------ THE DATA
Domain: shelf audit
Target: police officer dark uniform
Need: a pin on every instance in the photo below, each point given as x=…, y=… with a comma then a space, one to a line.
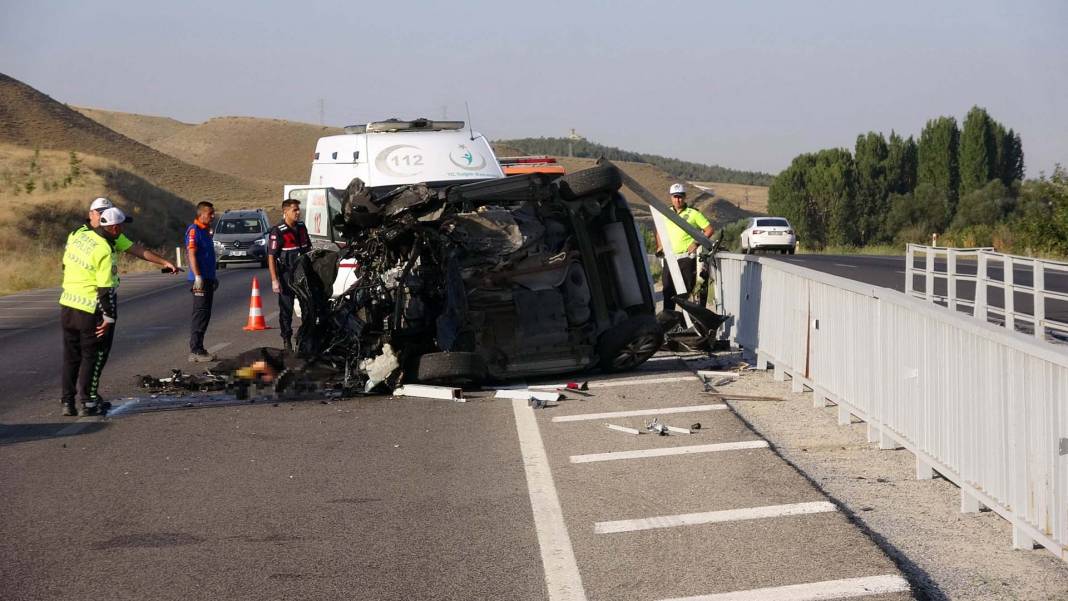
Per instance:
x=89, y=311
x=285, y=243
x=200, y=244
------------
• [EXERCISE PROMPT]
Identify every line of the listing that contains the string "instance", and copy each such line. Matches are case-sensitive.

• [COMPLETE ANSWER]
Need: a pin on every instance in the photo below, each point given as x=…, y=… with a comma then a space, one to a line.
Per instance:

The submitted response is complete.